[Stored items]
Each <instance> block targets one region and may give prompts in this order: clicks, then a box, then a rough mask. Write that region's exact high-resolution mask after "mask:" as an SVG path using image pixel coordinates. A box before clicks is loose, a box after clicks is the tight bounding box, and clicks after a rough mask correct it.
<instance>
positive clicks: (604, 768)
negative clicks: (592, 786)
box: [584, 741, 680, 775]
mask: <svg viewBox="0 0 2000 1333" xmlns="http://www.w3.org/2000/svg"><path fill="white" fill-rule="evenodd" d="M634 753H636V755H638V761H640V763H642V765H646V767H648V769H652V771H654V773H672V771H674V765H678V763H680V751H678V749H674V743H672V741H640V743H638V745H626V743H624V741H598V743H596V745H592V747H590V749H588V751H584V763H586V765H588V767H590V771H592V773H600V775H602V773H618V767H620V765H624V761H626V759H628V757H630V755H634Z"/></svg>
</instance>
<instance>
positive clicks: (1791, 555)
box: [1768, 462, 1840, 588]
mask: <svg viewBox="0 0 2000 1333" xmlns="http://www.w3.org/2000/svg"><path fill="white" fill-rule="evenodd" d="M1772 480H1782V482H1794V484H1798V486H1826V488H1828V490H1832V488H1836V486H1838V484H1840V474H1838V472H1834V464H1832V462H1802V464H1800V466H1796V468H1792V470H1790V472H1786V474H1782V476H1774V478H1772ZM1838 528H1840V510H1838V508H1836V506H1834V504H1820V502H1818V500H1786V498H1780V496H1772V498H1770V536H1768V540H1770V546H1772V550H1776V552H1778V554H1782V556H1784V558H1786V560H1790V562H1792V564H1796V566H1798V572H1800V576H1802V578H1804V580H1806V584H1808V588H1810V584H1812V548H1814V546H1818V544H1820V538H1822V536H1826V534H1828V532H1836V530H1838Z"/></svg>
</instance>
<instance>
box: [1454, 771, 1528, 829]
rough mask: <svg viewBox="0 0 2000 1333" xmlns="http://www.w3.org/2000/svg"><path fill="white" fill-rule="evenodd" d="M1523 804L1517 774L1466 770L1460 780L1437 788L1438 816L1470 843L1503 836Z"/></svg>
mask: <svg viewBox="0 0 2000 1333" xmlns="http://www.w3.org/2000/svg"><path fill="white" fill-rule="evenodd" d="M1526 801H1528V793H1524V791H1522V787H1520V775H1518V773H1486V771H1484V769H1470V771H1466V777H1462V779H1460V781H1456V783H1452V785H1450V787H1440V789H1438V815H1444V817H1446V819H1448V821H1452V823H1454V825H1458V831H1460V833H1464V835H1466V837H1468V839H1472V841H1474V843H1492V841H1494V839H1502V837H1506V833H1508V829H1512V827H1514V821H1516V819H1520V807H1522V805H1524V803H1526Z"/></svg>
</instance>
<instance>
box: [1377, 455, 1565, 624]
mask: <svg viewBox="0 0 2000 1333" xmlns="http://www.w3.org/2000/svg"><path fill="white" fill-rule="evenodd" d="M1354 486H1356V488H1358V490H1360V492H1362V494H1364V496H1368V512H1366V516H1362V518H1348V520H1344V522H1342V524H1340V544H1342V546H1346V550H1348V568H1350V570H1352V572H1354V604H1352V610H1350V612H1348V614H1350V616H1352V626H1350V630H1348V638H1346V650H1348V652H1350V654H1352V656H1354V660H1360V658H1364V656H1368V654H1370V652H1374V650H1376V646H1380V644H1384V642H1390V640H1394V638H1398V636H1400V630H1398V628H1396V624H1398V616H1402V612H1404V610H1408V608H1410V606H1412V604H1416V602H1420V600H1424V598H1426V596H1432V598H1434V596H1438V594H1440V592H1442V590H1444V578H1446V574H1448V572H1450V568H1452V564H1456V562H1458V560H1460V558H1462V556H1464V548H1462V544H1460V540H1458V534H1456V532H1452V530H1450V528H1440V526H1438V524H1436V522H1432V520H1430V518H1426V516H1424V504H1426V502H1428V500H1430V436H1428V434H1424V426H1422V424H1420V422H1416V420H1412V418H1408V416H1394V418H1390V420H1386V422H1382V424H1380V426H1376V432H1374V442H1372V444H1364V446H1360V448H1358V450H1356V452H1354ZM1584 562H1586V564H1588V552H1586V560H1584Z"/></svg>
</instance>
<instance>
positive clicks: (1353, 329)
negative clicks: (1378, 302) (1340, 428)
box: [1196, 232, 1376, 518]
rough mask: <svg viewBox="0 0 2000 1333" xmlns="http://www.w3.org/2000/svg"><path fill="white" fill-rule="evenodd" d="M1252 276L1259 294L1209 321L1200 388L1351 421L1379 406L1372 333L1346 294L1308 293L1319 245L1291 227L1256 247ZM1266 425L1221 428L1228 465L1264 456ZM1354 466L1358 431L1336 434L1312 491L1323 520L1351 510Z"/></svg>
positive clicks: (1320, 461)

> **WORK TASK**
Copy out all of these lines again, putting "negative points" wherever "negative clicks" appears and leaving everything else the same.

> **REPLY TO THE EXERCISE**
Each <instance> block targets one region and may give prompts in this order: clicks, then a box, then a rough mask. Write that region's exact high-resolution mask after "mask:" as an SVG path using image pixel coordinates. A box before clicks is loose, a box after clicks is the tight bounding box, and clicks after a rough mask correct it.
<instance>
positive clicks: (604, 768)
negative points: (592, 786)
box: [584, 741, 680, 775]
mask: <svg viewBox="0 0 2000 1333" xmlns="http://www.w3.org/2000/svg"><path fill="white" fill-rule="evenodd" d="M634 753H636V755H638V761H640V763H642V765H646V767H648V769H652V771H654V773H672V771H674V765H678V763H680V751H678V749H674V743H672V741H640V743H638V745H626V743H624V741H598V743H596V745H592V747H590V749H588V751H584V763H586V765H588V767H590V771H592V773H600V775H602V773H618V767H620V765H624V761H626V759H628V757H630V755H634Z"/></svg>
</instance>
<instance>
positive clicks: (1791, 555)
box: [1768, 462, 1840, 588]
mask: <svg viewBox="0 0 2000 1333" xmlns="http://www.w3.org/2000/svg"><path fill="white" fill-rule="evenodd" d="M1772 480H1782V482H1794V484H1798V486H1826V488H1828V490H1832V488H1836V486H1838V484H1840V474H1838V472H1834V464H1832V462H1802V464H1800V466H1796V468H1792V470H1790V472H1786V474H1782V476H1774V478H1772ZM1838 528H1840V510H1838V508H1836V506H1834V504H1820V502H1818V500H1786V498H1780V496H1772V498H1770V536H1768V540H1770V546H1772V550H1776V552H1778V554H1782V556H1784V558H1786V560H1790V562H1792V564H1796V566H1798V572H1800V576H1802V578H1804V580H1806V584H1808V588H1810V584H1812V548H1814V546H1818V544H1820V538H1822V536H1826V534H1828V532H1836V530H1838Z"/></svg>
</instance>
<instance>
box: [1454, 771, 1528, 829]
rough mask: <svg viewBox="0 0 2000 1333" xmlns="http://www.w3.org/2000/svg"><path fill="white" fill-rule="evenodd" d="M1523 804L1517 774L1466 770L1460 780L1437 788L1438 816L1470 843L1503 836Z"/></svg>
mask: <svg viewBox="0 0 2000 1333" xmlns="http://www.w3.org/2000/svg"><path fill="white" fill-rule="evenodd" d="M1526 801H1528V793H1524V791H1522V787H1520V775H1518V773H1486V771H1484V769H1470V771H1466V777H1462V779H1460V781H1456V783H1452V785H1450V787H1440V789H1438V815H1444V817H1446V819H1448V821H1452V823H1454V825H1458V831H1460V833H1464V835H1466V837H1468V839H1472V841H1474V843H1492V841H1494V839H1502V837H1506V833H1508V829H1512V827H1514V821H1516V819H1520V807H1522V805H1524V803H1526Z"/></svg>
</instance>
<instance>
box: [1377, 455, 1565, 624]
mask: <svg viewBox="0 0 2000 1333" xmlns="http://www.w3.org/2000/svg"><path fill="white" fill-rule="evenodd" d="M1354 486H1356V488H1358V490H1360V492H1362V494H1364V496H1368V512H1366V516H1362V518H1348V520H1344V522H1342V524H1340V544H1342V546H1346V550H1348V568H1350V570H1352V572H1354V604H1352V610H1350V612H1348V614H1350V616H1352V626H1350V630H1348V638H1346V650H1348V652H1350V654H1352V656H1354V660H1360V658H1364V656H1368V654H1370V652H1374V650H1376V646H1380V644H1384V642H1390V640H1394V638H1398V636H1400V630H1398V628H1396V624H1398V616H1402V612H1404V610H1408V608H1410V606H1412V604H1416V602H1420V600H1424V598H1426V596H1432V598H1434V596H1438V594H1440V592H1442V590H1444V578H1446V574H1448V572H1450V568H1452V564H1456V562H1458V560H1460V558H1462V556H1464V548H1462V544H1460V540H1458V534H1456V532H1452V530H1450V528H1440V526H1438V524H1436V522H1432V520H1430V518H1426V516H1424V504H1426V502H1428V500H1430V436H1428V434H1424V426H1422V424H1420V422H1416V420H1412V418H1408V416H1394V418H1390V420H1386V422H1382V424H1380V426H1376V432H1374V442H1372V444H1364V446H1360V448H1358V450H1356V452H1354ZM1584 562H1586V564H1588V552H1586V560H1584Z"/></svg>
</instance>
<instance>
positive clicks: (1353, 329)
negative points: (1378, 302) (1340, 428)
box: [1196, 232, 1376, 518]
rough mask: <svg viewBox="0 0 2000 1333" xmlns="http://www.w3.org/2000/svg"><path fill="white" fill-rule="evenodd" d="M1252 276L1259 294L1209 321L1200 388L1351 421L1379 406L1372 333L1346 294L1308 293L1319 245L1291 227L1256 247ZM1266 425L1221 428L1228 465L1264 456ZM1354 466L1358 431L1336 434L1312 491L1323 520L1351 510Z"/></svg>
positive clicks: (1320, 461)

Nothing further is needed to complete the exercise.